• Exercise
Would you retype the listing word for word, skipping its pictures?

-*-

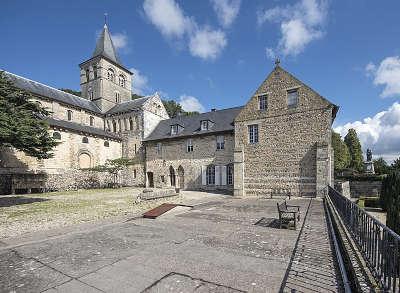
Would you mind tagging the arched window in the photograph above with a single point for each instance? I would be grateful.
(114, 126)
(87, 74)
(94, 71)
(110, 74)
(210, 175)
(56, 135)
(122, 80)
(229, 174)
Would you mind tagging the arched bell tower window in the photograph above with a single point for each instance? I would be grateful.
(110, 74)
(122, 80)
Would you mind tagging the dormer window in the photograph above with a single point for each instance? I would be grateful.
(204, 125)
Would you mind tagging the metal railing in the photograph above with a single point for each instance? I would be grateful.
(379, 245)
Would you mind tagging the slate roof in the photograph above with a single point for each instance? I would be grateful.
(81, 128)
(222, 121)
(128, 106)
(105, 46)
(52, 93)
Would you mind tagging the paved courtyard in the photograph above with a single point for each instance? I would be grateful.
(213, 247)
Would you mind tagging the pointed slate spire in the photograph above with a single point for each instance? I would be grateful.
(105, 46)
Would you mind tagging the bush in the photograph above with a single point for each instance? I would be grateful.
(390, 200)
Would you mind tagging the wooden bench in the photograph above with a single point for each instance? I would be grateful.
(288, 213)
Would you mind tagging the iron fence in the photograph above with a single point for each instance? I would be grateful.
(379, 245)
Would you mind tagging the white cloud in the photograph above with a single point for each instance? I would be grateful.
(191, 104)
(139, 82)
(387, 74)
(226, 10)
(168, 17)
(207, 43)
(300, 24)
(120, 40)
(380, 133)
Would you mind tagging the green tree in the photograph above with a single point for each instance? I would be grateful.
(22, 122)
(396, 164)
(354, 146)
(341, 152)
(113, 167)
(381, 166)
(73, 92)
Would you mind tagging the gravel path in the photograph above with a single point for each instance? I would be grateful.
(20, 214)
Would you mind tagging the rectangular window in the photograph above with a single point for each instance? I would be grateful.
(293, 98)
(159, 148)
(189, 145)
(204, 125)
(263, 102)
(253, 133)
(174, 129)
(220, 142)
(69, 115)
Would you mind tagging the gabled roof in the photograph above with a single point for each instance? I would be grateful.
(105, 46)
(223, 121)
(128, 106)
(81, 128)
(51, 93)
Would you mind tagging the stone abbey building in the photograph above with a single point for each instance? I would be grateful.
(279, 142)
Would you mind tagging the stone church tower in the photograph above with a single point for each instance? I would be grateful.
(104, 80)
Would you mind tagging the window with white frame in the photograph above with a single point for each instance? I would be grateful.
(293, 98)
(263, 102)
(253, 133)
(189, 145)
(174, 129)
(229, 174)
(159, 148)
(220, 142)
(204, 125)
(210, 175)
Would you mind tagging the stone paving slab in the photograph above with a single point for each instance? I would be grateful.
(215, 247)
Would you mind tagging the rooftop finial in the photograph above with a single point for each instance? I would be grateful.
(105, 18)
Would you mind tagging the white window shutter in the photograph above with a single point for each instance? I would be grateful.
(203, 175)
(223, 175)
(217, 175)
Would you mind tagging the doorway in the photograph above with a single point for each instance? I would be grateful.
(150, 180)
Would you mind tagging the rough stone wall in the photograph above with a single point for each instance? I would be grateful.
(174, 153)
(285, 156)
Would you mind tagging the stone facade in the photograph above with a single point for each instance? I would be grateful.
(293, 151)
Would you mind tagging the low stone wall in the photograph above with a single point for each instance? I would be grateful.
(355, 189)
(343, 187)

-*-

• Response to the task
Would you mind tagging the arched window in the photograph above with a single point for each instance? I would be grateful.
(114, 126)
(87, 74)
(94, 71)
(110, 74)
(210, 175)
(56, 135)
(122, 80)
(229, 174)
Would you mind tagging the arched bell tower window in the photograph above with a single point for each instance? I would be grateful.
(110, 74)
(122, 80)
Would you mind tagging the dormer window in the photograph above with a single point for each instance? I would be grateful.
(204, 125)
Would you mind tagging the metal railing in the photograph above with a single point for each instance? I would be grateful.
(379, 245)
Would you mind tagging the slate roof in the photograph above with a single point for each instance? I would be grateful.
(81, 128)
(222, 121)
(128, 106)
(105, 46)
(52, 93)
Would you mind tagging the paved courtyard in the photograph above with a single point for each instance? I would be grateful.
(213, 247)
Would you mind tagging the pointed slate spire in the photograph above with a single point for each instance? I would be grateful.
(105, 46)
Would you mind tagging the bush in the photograph above with a single point for each instance? I would be grateful.
(390, 200)
Would you mind tagging the wooden bench in the photograph above with a single point for each instance? I would be grateful.
(288, 213)
Would you mind tagging the iron fence in the photograph above with a single point for each instance? I would be grateful.
(379, 245)
Would you mind tagging the white cloud in the photograph above with a single point for each instance? I would be grateful.
(191, 104)
(139, 82)
(387, 74)
(226, 10)
(168, 17)
(207, 43)
(300, 24)
(120, 40)
(380, 133)
Would you mind tagging the green tree in the photograph above with a single point for each instance? I would be grateful.
(22, 122)
(396, 164)
(354, 146)
(341, 152)
(113, 167)
(381, 166)
(73, 92)
Would you mind tagging the gravel path in the photograph above with a single point for each instance? I would be grateful.
(20, 214)
Would you mind tagging the rectangular window in the photograph above with a single point for each instance? I would be grateful.
(293, 98)
(159, 148)
(189, 145)
(204, 125)
(263, 102)
(253, 133)
(174, 129)
(220, 142)
(69, 115)
Would you mind tagging the gabled roof in the photograph above with a single point for each instance? I would be grateful.
(105, 46)
(223, 121)
(128, 106)
(81, 128)
(51, 93)
Would you mind tagging the stone abbey building in the photograph above with a single point for each instance? I would be grateful.
(279, 142)
Would you mind tagging the stone church tower in the photograph above with a single point for each instance? I would be grateful.
(104, 80)
Would you mind tagging the window with white frame in the photograph above with a single point for each instance? I would be grateful.
(293, 98)
(263, 102)
(253, 133)
(189, 145)
(174, 129)
(229, 174)
(159, 148)
(220, 142)
(204, 125)
(210, 175)
Would you mind tagging the stone paving slab in the photograph above with a single point for each instance? I would be grateful.
(215, 247)
Would you mind tagging the rooftop finial in the photograph above with a single point for each instance? I would be grateful.
(105, 18)
Would you mind tagging the white window shutter in the photograph above with a single point for each instance? I would be grateful.
(203, 175)
(223, 175)
(217, 175)
Would you mind tagging the doorway in the photograph above with a single point for each instance? I would be grateful.
(150, 180)
Would you mind tagging the rough stone wall in the photograph above with a single point for each instance? I would be grateful.
(174, 153)
(285, 156)
Would you mind tagging the stone facade in the photograph above with a single point for each instance? I would be grateful.
(293, 151)
Would you mind tagging the low stone wall in the photograph above with a single point for each instance? I would be grateful.
(355, 189)
(343, 187)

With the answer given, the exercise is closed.